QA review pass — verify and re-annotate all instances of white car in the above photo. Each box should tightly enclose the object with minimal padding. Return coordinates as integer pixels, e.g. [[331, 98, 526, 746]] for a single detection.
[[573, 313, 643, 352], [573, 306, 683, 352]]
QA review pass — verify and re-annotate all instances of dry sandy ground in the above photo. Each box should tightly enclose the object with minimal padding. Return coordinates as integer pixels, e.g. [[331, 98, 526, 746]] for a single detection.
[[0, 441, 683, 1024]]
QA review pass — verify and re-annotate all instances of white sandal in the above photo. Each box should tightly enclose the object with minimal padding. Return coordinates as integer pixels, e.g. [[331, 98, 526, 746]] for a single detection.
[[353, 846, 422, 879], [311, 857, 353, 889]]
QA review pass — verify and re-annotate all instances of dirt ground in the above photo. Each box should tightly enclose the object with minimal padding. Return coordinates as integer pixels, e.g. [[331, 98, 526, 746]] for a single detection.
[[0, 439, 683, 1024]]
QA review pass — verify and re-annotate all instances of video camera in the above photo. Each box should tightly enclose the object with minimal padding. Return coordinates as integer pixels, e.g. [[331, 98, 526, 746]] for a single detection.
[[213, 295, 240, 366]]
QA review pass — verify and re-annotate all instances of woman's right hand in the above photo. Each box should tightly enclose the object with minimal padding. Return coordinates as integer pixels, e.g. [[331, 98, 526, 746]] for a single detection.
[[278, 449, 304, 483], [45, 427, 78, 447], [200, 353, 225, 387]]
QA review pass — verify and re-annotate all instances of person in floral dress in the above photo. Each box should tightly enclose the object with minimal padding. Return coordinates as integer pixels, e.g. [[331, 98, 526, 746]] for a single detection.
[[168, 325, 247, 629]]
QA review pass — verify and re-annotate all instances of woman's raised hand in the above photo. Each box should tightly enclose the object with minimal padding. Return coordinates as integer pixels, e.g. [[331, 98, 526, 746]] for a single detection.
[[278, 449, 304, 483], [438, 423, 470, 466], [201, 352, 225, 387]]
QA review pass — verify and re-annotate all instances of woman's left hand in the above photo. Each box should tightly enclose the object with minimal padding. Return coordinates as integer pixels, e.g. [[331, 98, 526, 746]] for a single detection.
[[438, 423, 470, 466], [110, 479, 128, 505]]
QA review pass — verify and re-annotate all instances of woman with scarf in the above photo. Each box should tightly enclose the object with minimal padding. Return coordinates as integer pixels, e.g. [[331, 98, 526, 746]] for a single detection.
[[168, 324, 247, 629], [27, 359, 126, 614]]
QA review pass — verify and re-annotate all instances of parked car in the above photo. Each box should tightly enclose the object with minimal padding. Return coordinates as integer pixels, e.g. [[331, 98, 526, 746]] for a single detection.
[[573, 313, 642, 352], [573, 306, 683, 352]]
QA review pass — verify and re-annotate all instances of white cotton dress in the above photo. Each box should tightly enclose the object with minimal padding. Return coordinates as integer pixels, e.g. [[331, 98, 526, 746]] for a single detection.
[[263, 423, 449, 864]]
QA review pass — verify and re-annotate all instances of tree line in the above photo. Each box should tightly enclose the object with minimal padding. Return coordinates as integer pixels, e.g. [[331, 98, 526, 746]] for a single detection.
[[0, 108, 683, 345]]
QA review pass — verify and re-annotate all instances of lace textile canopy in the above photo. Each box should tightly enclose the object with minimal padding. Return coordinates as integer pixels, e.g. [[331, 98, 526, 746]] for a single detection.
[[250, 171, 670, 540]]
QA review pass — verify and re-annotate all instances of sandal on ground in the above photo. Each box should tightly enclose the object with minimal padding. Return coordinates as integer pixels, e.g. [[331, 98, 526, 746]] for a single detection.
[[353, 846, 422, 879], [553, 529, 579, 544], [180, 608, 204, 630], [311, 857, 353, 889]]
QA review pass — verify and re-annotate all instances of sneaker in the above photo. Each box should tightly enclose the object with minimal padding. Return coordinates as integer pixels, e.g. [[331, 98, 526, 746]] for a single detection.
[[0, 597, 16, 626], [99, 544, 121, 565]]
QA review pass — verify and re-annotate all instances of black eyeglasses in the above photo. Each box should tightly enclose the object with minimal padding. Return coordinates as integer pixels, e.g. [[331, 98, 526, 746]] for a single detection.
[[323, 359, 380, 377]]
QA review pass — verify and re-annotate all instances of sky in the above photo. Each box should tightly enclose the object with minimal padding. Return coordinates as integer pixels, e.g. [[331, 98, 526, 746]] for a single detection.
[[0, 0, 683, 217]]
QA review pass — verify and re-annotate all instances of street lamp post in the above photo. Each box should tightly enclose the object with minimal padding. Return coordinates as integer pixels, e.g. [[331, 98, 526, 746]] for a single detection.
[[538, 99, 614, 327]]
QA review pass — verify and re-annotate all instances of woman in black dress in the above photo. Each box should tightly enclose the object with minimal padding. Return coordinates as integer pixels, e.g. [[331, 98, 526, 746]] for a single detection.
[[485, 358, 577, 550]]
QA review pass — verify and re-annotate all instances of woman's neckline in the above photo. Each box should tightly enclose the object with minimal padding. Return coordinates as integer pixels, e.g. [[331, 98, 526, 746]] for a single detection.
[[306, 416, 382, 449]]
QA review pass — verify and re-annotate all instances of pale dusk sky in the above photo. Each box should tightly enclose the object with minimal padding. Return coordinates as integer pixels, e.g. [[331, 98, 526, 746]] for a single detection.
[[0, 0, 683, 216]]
-*-*-
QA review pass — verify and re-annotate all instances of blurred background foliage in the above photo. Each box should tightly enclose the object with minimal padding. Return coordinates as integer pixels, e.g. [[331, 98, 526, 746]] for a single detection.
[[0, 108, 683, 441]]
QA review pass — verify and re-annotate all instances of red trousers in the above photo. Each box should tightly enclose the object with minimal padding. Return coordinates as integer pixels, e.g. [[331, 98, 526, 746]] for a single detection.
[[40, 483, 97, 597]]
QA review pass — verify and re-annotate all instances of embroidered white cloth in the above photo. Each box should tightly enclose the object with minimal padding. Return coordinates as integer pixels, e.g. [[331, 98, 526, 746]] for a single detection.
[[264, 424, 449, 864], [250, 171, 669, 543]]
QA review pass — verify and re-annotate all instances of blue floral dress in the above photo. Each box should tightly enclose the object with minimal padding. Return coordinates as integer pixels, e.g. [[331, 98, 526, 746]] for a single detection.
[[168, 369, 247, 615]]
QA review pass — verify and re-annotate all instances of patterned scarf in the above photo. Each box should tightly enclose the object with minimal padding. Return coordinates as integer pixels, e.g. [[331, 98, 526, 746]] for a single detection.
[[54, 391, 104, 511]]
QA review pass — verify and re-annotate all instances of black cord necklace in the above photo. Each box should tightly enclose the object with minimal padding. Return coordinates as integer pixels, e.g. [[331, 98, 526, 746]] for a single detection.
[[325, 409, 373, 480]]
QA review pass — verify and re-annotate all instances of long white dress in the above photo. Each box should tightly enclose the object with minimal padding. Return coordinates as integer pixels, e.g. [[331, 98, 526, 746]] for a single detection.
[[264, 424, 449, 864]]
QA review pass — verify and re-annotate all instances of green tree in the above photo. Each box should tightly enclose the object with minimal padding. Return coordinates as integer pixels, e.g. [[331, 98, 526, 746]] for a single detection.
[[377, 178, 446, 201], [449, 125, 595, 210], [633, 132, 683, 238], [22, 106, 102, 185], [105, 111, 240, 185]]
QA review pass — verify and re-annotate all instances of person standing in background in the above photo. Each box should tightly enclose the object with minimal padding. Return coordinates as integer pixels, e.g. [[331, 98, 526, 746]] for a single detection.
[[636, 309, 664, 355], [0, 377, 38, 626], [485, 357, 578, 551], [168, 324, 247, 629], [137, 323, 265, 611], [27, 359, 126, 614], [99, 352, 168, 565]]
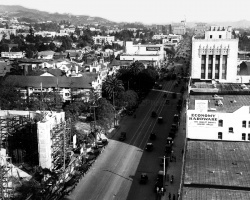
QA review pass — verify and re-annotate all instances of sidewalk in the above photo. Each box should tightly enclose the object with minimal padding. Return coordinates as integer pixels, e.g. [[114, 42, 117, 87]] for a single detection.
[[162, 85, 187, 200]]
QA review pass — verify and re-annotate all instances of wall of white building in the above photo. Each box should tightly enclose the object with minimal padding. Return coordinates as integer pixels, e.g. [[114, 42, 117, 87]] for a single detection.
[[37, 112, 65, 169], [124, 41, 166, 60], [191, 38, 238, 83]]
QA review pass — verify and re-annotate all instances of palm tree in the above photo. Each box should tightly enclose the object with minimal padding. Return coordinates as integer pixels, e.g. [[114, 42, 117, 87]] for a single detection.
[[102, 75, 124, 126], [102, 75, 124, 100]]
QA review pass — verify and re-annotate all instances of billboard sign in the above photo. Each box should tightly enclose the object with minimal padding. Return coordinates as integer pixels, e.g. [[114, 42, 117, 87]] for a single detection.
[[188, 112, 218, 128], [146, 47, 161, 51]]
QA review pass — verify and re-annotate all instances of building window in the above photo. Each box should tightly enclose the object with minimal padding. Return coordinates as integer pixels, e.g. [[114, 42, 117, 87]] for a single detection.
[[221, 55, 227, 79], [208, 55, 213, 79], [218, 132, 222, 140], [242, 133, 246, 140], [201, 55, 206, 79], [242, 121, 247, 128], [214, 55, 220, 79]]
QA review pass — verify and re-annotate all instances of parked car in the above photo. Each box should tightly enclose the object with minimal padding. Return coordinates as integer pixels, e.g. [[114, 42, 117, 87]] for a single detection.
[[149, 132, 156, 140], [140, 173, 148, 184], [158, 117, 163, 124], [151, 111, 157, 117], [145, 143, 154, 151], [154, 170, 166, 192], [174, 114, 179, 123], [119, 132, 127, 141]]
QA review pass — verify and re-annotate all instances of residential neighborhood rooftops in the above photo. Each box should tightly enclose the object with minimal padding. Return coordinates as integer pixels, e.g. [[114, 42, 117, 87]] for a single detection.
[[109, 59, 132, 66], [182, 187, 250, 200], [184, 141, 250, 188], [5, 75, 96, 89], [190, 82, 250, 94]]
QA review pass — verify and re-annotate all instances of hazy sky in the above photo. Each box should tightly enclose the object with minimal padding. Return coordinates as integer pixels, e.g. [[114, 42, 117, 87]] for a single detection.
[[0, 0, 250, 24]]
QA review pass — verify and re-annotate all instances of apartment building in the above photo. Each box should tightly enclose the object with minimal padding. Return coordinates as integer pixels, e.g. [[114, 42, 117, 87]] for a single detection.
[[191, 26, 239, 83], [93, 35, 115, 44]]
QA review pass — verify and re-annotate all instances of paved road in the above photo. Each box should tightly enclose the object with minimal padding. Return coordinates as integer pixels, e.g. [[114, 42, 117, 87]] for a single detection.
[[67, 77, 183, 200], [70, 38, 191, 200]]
-*-*-
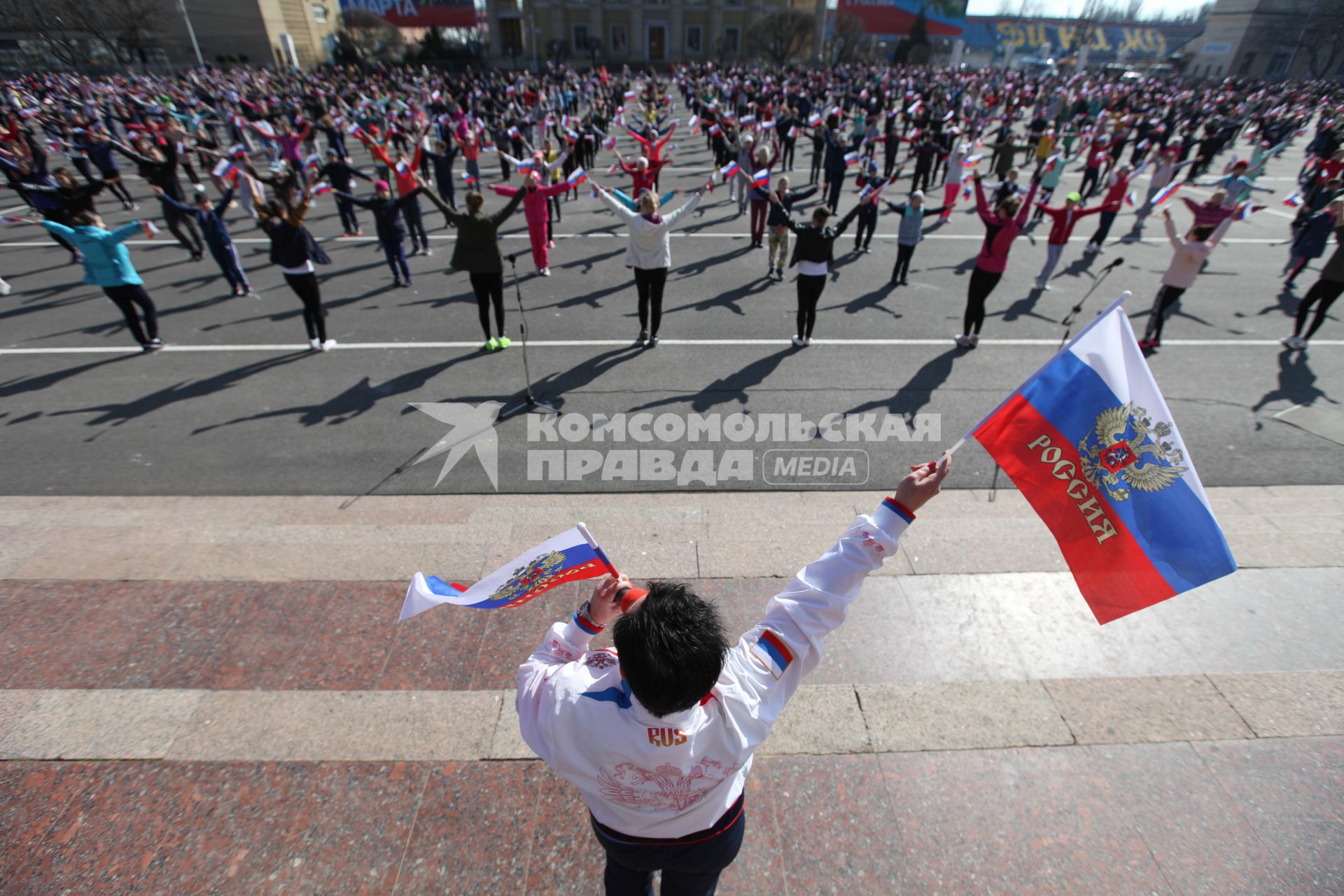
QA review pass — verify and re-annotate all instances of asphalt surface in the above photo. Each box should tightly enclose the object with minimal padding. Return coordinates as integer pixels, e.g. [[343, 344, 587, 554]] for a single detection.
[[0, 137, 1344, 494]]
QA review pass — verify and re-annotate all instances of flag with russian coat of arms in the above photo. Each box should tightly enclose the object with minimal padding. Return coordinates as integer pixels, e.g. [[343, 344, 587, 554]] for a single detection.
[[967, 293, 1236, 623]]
-*-*-
OBJECTIVE » Please render the lines between the line holding "instances of sidewalk" and the line holding "[[162, 85, 187, 200]]", inclusive, as a JSON list of strings with one string per line and blank lines left out.

OUTPUT »
[
  "QA review pass — verify and re-annotate all instances of sidewalk in the above photo. Each box should tightly enclose the object with minimal padding. Return coordinates as integer pixels, e.g. [[114, 42, 117, 87]] for a single detection.",
  "[[162, 85, 187, 200]]"
]